What is being asked - Could you convert the material below into a Markdown table with two columns, n for the row number and Line for the line itself, leaving out any blank lines?

[Coordinate labeling data]

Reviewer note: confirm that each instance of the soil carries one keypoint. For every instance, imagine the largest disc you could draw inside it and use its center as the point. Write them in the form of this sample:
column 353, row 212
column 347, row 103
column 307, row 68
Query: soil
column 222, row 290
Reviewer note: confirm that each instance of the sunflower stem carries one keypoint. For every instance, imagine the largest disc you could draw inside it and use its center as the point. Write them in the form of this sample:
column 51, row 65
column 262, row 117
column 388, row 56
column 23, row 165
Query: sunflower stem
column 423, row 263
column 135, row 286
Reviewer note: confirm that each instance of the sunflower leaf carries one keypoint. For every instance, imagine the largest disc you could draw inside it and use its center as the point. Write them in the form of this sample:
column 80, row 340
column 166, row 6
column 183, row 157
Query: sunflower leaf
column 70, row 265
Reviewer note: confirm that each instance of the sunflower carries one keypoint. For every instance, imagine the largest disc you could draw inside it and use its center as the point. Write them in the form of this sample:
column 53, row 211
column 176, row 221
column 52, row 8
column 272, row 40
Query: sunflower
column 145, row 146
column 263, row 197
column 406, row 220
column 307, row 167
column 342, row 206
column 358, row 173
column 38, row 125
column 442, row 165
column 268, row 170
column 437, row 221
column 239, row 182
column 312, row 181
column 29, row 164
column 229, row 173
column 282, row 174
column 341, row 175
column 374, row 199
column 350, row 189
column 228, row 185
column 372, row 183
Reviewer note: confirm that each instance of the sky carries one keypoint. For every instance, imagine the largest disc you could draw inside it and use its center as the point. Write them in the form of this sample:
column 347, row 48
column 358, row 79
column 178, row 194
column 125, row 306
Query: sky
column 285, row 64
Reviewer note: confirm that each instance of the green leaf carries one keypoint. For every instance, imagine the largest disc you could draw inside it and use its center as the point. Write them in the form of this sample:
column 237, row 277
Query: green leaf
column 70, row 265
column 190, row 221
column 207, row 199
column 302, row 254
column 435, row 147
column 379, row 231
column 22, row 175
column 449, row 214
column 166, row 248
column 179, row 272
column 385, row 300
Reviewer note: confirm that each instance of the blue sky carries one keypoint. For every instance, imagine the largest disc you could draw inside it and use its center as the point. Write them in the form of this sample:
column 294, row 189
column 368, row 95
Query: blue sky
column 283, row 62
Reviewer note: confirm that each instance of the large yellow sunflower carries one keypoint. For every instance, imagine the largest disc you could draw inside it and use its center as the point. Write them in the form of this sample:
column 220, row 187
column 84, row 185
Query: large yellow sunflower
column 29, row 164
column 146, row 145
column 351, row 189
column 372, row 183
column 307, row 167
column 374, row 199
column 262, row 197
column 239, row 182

Exercise answer -
| n | Line |
|---|---|
| 1 | Reviewer note: confirm that each instance of the soil carries one keypoint. For every instance, imagine the largest disc you could draw inside it and use its center as the point. Write them in the form of this sample: |
| 2 | column 353, row 212 |
| 3 | column 347, row 103 |
| 4 | column 307, row 68 |
| 5 | Query: soil |
| 6 | column 222, row 290 |
| 7 | Reviewer note: confirm that each instance of the sunflower stem carries one keypoint. For every instance, imagine the largest disc you could draw inside it and use its center as the point. Write them in the form of this sample: |
| 8 | column 51, row 65 |
| 9 | column 262, row 117 |
| 10 | column 388, row 56 |
| 11 | column 23, row 165 |
| 12 | Query: sunflower stem |
| 13 | column 423, row 263 |
| 14 | column 135, row 286 |
| 15 | Reviewer note: confirm that each instance of the sunflower leaf carries one keypoint. For every instance, imagine the largest disc you could draw inside it and use its center as the point. Write them in the form of this sample: |
| 16 | column 80, row 340 |
| 17 | column 166, row 6 |
| 18 | column 183, row 157 |
| 19 | Query: sunflower leaf |
| 20 | column 70, row 265 |
| 21 | Reviewer note: confirm that each instance of the sunflower carries one keypoint. For every instance, imagine the largest disc you could draw inside it and use its center as the point. Write them in the form of this sample: |
| 22 | column 53, row 211 |
| 23 | column 176, row 221 |
| 24 | column 52, row 8 |
| 25 | column 272, row 40 |
| 26 | Query: sunflower |
| 27 | column 145, row 146 |
| 28 | column 263, row 197 |
| 29 | column 406, row 220 |
| 30 | column 307, row 167 |
| 31 | column 342, row 206 |
| 32 | column 358, row 173 |
| 33 | column 38, row 125 |
| 34 | column 442, row 165 |
| 35 | column 268, row 170 |
| 36 | column 437, row 221 |
| 37 | column 239, row 182 |
| 38 | column 312, row 181 |
| 39 | column 29, row 164 |
| 40 | column 229, row 173 |
| 41 | column 282, row 174 |
| 42 | column 341, row 175 |
| 43 | column 374, row 199 |
| 44 | column 350, row 189 |
| 45 | column 228, row 185 |
| 46 | column 372, row 183 |
| 47 | Reviewer note: confirm that each instance of the sky carries one keypoint. For every instance, imagine the largest disc you could draw inside it and use its center as the point. Write them in the form of this sample: |
| 48 | column 347, row 48 |
| 49 | column 358, row 79 |
| 50 | column 178, row 194 |
| 51 | column 125, row 306 |
| 52 | Query: sky |
| 53 | column 285, row 64 |
| 54 | Reviewer note: confirm that each instance of the green leaf carries one keypoint. For every instance, imagine the largest disc you could draw inside it and use its center as the point. Write them in the form of this sample: |
| 55 | column 237, row 277 |
| 56 | Query: green leaf |
| 57 | column 70, row 265 |
| 58 | column 190, row 221 |
| 59 | column 207, row 199 |
| 60 | column 302, row 254 |
| 61 | column 435, row 147 |
| 62 | column 379, row 231 |
| 63 | column 22, row 175 |
| 64 | column 449, row 214 |
| 65 | column 166, row 248 |
| 66 | column 179, row 272 |
| 67 | column 385, row 300 |
| 68 | Reviewer note: confirm that each instance of the blue sky carries one keypoint. For every instance, imagine the largest disc you could draw inside it and use its center as the point. Write them in the form of this sample: |
| 69 | column 294, row 189 |
| 70 | column 368, row 95 |
| 71 | Query: blue sky |
| 72 | column 283, row 62 |
| 73 | Reviewer note: confirm that each instance of the large yellow sunflower carries one keypoint. For every instance, imagine the largest disc you could draw inside it and use its center as the point. Write them in the form of this sample: |
| 74 | column 220, row 187 |
| 75 | column 84, row 185 |
| 76 | Query: large yellow sunflower |
| 77 | column 29, row 164 |
| 78 | column 146, row 145 |
| 79 | column 351, row 189 |
| 80 | column 372, row 183 |
| 81 | column 307, row 167 |
| 82 | column 374, row 199 |
| 83 | column 262, row 197 |
| 84 | column 239, row 182 |